The input →
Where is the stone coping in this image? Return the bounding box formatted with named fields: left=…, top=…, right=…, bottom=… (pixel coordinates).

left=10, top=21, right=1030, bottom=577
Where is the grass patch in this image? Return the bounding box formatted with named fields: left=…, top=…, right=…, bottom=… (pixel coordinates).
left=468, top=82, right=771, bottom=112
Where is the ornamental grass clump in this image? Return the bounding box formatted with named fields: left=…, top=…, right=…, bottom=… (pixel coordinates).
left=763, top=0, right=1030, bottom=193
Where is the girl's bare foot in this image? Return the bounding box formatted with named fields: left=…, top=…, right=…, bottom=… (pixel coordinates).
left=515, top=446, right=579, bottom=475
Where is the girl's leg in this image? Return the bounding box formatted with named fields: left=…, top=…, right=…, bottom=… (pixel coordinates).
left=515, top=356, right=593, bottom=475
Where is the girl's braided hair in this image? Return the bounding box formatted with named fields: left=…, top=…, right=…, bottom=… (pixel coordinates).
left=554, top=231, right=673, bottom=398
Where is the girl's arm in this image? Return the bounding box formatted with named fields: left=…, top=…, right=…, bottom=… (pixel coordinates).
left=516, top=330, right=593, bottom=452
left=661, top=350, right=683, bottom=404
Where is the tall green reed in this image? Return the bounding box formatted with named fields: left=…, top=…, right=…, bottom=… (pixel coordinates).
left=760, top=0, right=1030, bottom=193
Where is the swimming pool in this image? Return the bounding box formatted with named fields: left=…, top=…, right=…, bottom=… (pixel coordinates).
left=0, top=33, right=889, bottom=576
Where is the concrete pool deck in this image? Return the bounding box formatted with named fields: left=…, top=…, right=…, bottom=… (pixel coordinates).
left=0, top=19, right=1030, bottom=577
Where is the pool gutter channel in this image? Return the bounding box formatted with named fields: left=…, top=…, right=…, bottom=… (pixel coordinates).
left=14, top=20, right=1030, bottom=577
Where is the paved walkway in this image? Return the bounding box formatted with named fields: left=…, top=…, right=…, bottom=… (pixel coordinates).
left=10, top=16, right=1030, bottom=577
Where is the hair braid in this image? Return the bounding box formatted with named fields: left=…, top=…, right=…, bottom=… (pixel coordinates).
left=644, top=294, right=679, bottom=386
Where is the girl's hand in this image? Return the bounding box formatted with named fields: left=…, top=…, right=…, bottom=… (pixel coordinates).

What is being asked →
Put all of the lines above into a numbered list, omitting any blank lines.

Expected answer →
1. Where is the stone coping in this image? Return the bounding box formatted with named fields: left=…, top=…, right=…, bottom=… (pixel coordinates).
2. left=10, top=21, right=1030, bottom=577
3. Where is the grass patch in this image? Return the bounding box formatted with named fields: left=…, top=…, right=…, bottom=… (pixel coordinates).
4. left=468, top=82, right=771, bottom=112
5. Where is the ornamental grass clump in this image? Return the bounding box formatted with named fields: left=…, top=…, right=…, bottom=… (pixel coordinates).
6. left=763, top=0, right=1030, bottom=193
7. Where is the girl's bare foot in this image? Return the bounding box formatted with named fields: left=…, top=…, right=…, bottom=… (pixel coordinates).
8. left=515, top=446, right=579, bottom=475
9. Where is the girl's leg in this image? Return the bounding box formatted with named fields: left=…, top=…, right=…, bottom=… (pixel coordinates).
10. left=515, top=356, right=593, bottom=475
11. Where is the girl's braided hair in this image? Return the bounding box formatted with named fields: left=…, top=…, right=…, bottom=… (pixel coordinates).
12. left=554, top=231, right=673, bottom=398
13. Where is the girl's arm in this image? Return the bounding box formatted with named fields: left=…, top=…, right=…, bottom=… (pixel coordinates).
14. left=516, top=330, right=593, bottom=452
15. left=661, top=350, right=683, bottom=404
16. Where is the tall green reed in this image? Return the bounding box formatted with named fields: left=…, top=…, right=…, bottom=… (pixel coordinates).
17. left=760, top=0, right=1030, bottom=193
18. Where is the swimming pool in this image? Return the bounding box formatted with named fields: left=…, top=…, right=…, bottom=… (pixel coordinates).
19. left=0, top=33, right=889, bottom=576
20. Where is the concrete pool deck in this image? Return the bounding box formatted with named fields: left=…, top=…, right=…, bottom=… (pixel coordinates).
21. left=0, top=19, right=1030, bottom=577
22. Where is the pool gutter channel in this image? Return the bounding box formatted with named fields: left=…, top=…, right=…, bottom=… (pixel coordinates).
23. left=14, top=20, right=1030, bottom=577
24. Where is the paved walkway in this image? Return the bounding box formatted with named fields: left=…, top=…, right=…, bottom=… (pixel coordinates).
25. left=10, top=16, right=1030, bottom=577
26. Where is the hair braid in this image? Return the bounding box formatted with named fields: left=…, top=…, right=…, bottom=… (pixel coordinates).
27. left=644, top=294, right=679, bottom=386
28. Where is the girl's hand in this image? Return the bounding box formatted with named fields: left=…, top=…, right=…, bottom=… (pixel coordinates).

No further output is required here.